● SHORT TASK
Reproduce word for word the lines of the records below, starting at the line with "the ice rink" and running to the end of the records, with that first line included.

Begin MATERIAL PROVIDED

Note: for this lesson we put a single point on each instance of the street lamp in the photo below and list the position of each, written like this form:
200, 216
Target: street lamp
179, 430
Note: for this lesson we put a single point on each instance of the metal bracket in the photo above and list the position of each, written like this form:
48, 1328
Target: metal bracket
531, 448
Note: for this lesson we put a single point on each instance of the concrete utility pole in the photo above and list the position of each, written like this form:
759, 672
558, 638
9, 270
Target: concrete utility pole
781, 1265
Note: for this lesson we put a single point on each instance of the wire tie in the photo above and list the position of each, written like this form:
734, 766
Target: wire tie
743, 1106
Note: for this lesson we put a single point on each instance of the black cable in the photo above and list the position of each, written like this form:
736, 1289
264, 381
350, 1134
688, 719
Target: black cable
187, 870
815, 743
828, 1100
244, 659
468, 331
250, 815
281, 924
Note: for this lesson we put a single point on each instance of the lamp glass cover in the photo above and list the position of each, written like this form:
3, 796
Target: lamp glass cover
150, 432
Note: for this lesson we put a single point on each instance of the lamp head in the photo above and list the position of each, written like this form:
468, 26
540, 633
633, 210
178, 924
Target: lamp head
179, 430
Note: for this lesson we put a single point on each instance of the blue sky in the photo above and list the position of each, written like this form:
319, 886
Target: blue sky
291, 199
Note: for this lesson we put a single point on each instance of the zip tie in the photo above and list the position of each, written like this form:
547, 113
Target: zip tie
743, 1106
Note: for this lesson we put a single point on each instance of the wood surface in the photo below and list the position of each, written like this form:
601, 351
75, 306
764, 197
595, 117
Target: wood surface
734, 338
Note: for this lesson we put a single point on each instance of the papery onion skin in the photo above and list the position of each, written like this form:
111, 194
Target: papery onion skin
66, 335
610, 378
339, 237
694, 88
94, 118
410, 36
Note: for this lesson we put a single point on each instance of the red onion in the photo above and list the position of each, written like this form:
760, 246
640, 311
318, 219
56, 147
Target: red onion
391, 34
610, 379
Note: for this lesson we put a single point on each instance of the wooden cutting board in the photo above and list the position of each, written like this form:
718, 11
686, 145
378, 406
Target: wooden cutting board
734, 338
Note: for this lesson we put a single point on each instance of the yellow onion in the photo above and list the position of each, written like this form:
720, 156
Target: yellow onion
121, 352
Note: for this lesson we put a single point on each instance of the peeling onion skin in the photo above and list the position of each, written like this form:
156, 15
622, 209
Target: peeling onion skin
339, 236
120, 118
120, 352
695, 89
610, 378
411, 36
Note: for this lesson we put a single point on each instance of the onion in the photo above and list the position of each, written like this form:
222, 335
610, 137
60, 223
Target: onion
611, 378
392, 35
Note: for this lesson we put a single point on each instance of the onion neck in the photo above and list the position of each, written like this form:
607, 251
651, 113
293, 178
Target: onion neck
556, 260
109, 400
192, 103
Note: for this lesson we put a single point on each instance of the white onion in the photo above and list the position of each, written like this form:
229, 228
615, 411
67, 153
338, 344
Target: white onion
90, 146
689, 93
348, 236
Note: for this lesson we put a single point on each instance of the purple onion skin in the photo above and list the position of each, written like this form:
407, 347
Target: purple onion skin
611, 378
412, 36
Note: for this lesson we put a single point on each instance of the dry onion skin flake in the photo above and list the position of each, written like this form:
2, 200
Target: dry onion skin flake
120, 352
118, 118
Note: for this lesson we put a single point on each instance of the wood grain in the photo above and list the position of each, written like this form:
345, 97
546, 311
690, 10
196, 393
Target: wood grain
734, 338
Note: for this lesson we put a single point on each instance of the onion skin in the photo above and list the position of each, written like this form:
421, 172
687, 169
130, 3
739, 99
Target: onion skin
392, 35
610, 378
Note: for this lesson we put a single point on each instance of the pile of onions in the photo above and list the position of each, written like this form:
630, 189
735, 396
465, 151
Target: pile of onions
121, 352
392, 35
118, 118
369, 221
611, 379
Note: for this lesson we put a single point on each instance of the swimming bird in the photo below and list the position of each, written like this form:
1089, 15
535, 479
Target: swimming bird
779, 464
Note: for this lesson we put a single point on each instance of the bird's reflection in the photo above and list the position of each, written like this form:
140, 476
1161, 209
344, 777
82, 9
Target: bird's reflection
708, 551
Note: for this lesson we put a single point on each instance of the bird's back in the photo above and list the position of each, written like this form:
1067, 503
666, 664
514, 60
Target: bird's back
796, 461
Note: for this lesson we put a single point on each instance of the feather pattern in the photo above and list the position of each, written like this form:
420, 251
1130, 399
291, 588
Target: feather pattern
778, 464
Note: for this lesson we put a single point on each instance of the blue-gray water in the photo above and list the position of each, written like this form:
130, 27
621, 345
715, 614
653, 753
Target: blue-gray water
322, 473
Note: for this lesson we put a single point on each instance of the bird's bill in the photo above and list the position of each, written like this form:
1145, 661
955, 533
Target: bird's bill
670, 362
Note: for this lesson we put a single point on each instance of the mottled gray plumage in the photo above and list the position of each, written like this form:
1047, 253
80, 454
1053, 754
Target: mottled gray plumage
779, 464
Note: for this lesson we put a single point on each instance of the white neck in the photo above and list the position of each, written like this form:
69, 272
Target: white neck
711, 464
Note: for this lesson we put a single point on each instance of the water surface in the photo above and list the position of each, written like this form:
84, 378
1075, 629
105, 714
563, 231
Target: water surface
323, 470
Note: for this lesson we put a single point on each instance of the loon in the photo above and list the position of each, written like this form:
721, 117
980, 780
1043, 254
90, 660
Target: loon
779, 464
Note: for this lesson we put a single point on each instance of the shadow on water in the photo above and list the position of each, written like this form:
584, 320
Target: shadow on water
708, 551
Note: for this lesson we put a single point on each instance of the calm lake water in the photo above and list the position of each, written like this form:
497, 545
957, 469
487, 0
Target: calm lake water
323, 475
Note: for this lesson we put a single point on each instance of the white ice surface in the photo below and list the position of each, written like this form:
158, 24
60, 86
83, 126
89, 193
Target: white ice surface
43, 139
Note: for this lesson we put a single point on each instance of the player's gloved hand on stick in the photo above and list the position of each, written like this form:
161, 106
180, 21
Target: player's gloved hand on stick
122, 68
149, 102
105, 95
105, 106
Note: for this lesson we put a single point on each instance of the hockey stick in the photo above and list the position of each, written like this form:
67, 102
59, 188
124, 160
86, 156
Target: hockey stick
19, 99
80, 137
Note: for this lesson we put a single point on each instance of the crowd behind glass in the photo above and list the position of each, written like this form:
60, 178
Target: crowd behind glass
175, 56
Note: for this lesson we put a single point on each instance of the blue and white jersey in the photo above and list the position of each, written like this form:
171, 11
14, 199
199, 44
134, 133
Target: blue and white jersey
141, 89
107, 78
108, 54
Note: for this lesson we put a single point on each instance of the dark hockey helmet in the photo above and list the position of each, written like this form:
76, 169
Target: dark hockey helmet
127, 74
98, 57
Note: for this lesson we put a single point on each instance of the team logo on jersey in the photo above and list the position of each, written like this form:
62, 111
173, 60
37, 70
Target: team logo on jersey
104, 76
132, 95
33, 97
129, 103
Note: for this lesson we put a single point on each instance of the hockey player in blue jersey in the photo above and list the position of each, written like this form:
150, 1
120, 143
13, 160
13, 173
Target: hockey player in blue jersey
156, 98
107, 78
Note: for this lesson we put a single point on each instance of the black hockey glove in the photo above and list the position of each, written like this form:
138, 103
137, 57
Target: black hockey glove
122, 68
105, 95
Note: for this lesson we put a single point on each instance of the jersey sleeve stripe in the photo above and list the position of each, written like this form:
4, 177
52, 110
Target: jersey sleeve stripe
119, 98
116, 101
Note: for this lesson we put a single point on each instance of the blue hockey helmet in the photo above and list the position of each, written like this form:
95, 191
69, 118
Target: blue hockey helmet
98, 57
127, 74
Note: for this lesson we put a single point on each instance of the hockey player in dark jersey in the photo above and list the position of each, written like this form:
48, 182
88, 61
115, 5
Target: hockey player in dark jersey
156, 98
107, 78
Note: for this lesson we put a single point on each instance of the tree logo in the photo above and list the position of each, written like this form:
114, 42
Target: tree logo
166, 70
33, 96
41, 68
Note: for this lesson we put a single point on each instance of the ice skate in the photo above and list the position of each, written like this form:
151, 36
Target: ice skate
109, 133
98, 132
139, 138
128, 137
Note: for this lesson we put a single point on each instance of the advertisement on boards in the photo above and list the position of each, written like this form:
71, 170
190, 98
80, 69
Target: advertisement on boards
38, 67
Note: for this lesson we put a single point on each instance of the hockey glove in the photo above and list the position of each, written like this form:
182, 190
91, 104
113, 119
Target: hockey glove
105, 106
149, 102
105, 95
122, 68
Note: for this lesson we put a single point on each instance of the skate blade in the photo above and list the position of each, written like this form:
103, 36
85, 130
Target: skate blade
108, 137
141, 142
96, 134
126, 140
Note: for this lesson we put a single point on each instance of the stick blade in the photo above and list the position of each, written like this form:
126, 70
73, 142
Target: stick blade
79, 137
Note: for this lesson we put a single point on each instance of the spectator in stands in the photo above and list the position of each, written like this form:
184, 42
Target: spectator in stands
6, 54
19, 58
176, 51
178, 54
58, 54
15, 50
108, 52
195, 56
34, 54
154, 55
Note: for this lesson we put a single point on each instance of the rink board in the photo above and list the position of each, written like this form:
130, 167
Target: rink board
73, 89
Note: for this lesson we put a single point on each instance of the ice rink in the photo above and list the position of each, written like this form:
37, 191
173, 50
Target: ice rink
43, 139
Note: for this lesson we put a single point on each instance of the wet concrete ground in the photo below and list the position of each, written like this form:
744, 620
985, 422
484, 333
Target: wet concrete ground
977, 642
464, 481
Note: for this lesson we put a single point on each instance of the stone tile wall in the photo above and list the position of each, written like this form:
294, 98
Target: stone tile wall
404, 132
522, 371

End MATERIAL PROVIDED

● EXERCISE OUTPUT
Note: for this lesson we put a single point on each instance of the ice rink in the photo above and list the position of each, written like this form:
37, 191
173, 50
Target: ice rink
43, 139
Note: for this lesson we put a single point on each instance of the wet concrete ground in the photo below and list the position of each, written like this form:
744, 620
985, 422
484, 333
Target: wet concrete ground
977, 642
464, 481
Note: for this lesson we put a single point on each instance of the stone tile wall in the photo above and list the position of each, written like this form:
294, 98
Target: stone tile wall
404, 132
522, 371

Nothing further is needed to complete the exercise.